BEGIN SUPPLIED RECORDS

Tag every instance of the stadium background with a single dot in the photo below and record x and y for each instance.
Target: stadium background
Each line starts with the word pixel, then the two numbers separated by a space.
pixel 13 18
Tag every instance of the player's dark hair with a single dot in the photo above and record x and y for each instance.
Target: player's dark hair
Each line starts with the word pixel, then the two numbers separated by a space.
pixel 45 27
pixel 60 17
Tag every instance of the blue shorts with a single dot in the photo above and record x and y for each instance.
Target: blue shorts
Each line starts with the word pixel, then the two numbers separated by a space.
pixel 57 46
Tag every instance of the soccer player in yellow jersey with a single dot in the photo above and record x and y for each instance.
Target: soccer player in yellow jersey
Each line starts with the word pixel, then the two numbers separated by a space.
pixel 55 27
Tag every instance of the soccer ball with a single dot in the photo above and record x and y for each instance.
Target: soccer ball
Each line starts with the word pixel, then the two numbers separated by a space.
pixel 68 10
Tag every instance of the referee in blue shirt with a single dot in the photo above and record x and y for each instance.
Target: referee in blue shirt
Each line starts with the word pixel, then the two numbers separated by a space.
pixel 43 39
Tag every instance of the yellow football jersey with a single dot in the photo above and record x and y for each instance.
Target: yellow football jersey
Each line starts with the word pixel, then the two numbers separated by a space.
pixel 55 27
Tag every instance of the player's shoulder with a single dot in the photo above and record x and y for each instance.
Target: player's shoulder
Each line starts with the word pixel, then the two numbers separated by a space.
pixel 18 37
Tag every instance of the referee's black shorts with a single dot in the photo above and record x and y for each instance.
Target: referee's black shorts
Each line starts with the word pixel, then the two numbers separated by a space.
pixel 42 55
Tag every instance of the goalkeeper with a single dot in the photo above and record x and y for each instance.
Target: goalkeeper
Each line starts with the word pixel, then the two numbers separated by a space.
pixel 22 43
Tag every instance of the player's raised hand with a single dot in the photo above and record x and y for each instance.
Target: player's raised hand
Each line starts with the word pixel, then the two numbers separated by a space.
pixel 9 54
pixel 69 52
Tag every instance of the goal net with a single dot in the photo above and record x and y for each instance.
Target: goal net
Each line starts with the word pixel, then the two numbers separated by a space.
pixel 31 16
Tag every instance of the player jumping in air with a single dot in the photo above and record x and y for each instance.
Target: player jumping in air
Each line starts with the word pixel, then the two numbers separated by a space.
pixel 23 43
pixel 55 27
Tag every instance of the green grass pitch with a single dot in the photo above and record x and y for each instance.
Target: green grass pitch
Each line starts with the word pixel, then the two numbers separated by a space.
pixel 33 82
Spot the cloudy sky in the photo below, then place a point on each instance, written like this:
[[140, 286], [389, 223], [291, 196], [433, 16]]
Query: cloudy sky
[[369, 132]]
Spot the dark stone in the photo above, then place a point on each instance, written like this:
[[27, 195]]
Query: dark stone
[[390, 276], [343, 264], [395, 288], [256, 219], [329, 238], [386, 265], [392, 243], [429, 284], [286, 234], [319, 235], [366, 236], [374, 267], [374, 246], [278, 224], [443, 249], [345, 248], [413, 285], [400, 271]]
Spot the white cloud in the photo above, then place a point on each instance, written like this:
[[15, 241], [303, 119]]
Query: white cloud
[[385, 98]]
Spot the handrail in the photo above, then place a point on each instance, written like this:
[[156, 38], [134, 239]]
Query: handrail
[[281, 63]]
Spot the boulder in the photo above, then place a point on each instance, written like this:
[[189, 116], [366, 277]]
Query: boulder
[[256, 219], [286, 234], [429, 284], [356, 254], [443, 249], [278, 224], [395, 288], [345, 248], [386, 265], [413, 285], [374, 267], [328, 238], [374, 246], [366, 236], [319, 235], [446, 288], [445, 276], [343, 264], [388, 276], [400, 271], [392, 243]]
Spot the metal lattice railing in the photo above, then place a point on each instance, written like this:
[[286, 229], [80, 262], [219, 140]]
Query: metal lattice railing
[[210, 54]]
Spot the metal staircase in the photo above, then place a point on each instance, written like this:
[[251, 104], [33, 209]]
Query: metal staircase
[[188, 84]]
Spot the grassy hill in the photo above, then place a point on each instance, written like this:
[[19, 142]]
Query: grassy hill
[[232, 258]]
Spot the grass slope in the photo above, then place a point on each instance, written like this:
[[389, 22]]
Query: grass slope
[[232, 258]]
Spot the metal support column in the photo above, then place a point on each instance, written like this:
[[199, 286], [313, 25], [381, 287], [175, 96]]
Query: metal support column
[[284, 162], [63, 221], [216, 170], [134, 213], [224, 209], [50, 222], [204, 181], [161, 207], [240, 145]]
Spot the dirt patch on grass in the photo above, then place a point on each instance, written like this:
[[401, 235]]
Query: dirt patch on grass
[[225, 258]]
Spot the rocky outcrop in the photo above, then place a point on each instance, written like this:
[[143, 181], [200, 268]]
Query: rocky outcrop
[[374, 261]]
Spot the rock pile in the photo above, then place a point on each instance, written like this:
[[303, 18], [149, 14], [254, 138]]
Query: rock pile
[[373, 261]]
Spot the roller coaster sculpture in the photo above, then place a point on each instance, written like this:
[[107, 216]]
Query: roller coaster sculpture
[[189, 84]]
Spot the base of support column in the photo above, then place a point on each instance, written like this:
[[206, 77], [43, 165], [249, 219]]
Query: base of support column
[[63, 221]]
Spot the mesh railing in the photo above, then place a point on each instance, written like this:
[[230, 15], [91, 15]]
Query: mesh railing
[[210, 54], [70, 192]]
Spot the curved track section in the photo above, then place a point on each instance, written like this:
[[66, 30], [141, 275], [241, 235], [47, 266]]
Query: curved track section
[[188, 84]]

END SUPPLIED RECORDS

INSTRUCTIONS FOR THE TASK |
Among the entries above, the lines between the ones containing "Target: referee's black shorts" and "[[189, 116], [366, 277]]", inclusive, are to be transcribed exactly. No other line is to be given.

TASK ANSWER |
Target: referee's black shorts
Each line starts with the word pixel, then the two numbers separated by a space.
pixel 42 55
Tag every instance of the goalkeeper with a single dot in the photo above and record x and y for each instance.
Target: goalkeeper
Each line starts with the word pixel, then the two numbers separated by a space.
pixel 22 43
Tag every instance of the player's raised hand with a single dot in the photo above and record x and y for each instance.
Target: player's raised hand
Each line starts with the word pixel, then the two numbers separated by a space.
pixel 9 54
pixel 69 52
Tag every instance of the goal net with a single dot in the photo above and record x and y for each instance.
Target: goal net
Each line starts with the word pixel, then the two numbers separated by a space.
pixel 31 16
Tag every instance of the player jumping in air with a single dot in the photo above and record x and y for each instance.
Target: player jumping in air
Each line starts with the word pixel, then the two numbers separated by a space.
pixel 23 43
pixel 55 27
Tag every instance of the green grass pitch with a single dot in the photo above and record x and y for each instance.
Target: green grass pitch
Each line starts with the word pixel, then the two numbers separated by a space.
pixel 33 82
Spot the cloudy sky in the photo below, then place a point on each instance, written like this:
[[140, 286], [389, 223], [291, 196], [433, 16]]
Query: cloudy sky
[[369, 132]]
Spot the dark stone in the photo above, then place a point on each instance, written like this:
[[27, 195]]
Query: dark stone
[[390, 276], [343, 264], [395, 288], [256, 219], [329, 238], [386, 265], [392, 243], [429, 284], [286, 234], [319, 235], [366, 236], [374, 267], [374, 246], [278, 224], [443, 249], [345, 248], [413, 285], [400, 271]]
Spot the white cloud in the photo above, then place a point on each instance, written like this:
[[15, 241], [303, 119]]
Query: white cloud
[[385, 98]]
Spot the handrail in the photo above, then place a point on each instance, written like this:
[[156, 38], [134, 239]]
Query: handrail
[[281, 63]]
Spot the boulder in the photo above, then place a point on each instance, written like this:
[[189, 116], [366, 277]]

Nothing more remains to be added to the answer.